# Records shown

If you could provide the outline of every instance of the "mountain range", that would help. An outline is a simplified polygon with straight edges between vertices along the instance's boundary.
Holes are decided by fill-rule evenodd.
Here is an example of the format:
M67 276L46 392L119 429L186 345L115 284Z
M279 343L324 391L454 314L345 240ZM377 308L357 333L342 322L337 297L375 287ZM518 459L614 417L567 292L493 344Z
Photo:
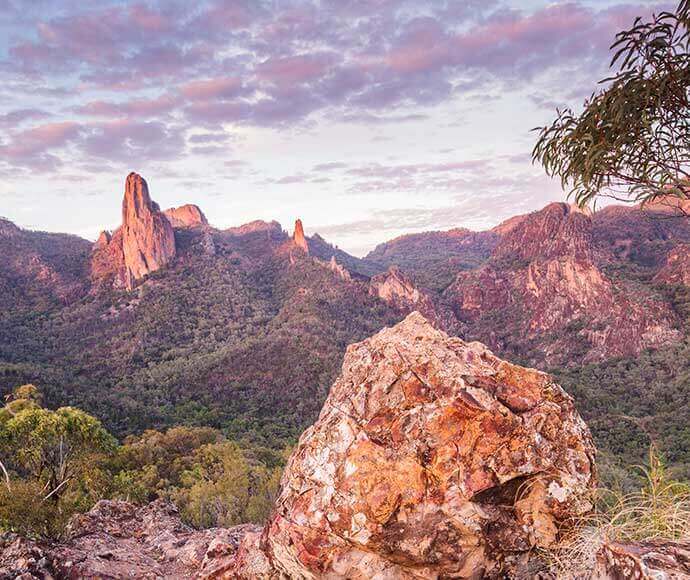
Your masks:
M0 219L0 389L39 384L49 404L83 407L121 436L185 423L279 445L313 421L347 345L414 310L505 358L560 369L566 388L570 377L582 390L582 369L650 357L670 356L682 368L662 371L687 379L690 220L675 209L552 203L357 258L299 220L292 234L263 221L221 230L196 205L162 211L132 173L122 225L95 244ZM579 402L596 437L597 413L612 411L598 407L607 385L590 389ZM662 403L687 408L687 390ZM690 431L655 424L669 410L659 404L631 428L673 455L683 447L668 438Z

# Task directions
Your job is to copy every entry exactly. Omit the pictures.

# Task output
If you could provide the outline of every instance of the "mountain range", that would help. An outline is a simplified polygon with straight edges between vertices along the instance's boundary.
Holes are decided by fill-rule evenodd.
Here is an example of the format:
M67 276L46 392L119 429L186 345L115 284Z
M279 343L324 391L454 314L345 240ZM377 308L357 333L342 322L337 297L375 287ZM518 459L614 417L567 292L493 344Z
Photo:
Your masks:
M0 219L0 389L39 384L49 404L83 407L121 436L185 423L279 445L313 421L347 345L414 310L505 358L560 369L566 388L570 377L582 390L582 369L650 357L670 356L682 368L662 371L687 379L690 220L675 209L552 203L357 258L299 220L292 234L263 221L221 230L196 205L162 211L132 173L122 225L95 244ZM579 402L596 437L597 413L612 411L598 407L607 385L590 389ZM662 403L687 408L687 390ZM690 431L655 424L669 410L659 404L631 428L673 455L683 447L668 438Z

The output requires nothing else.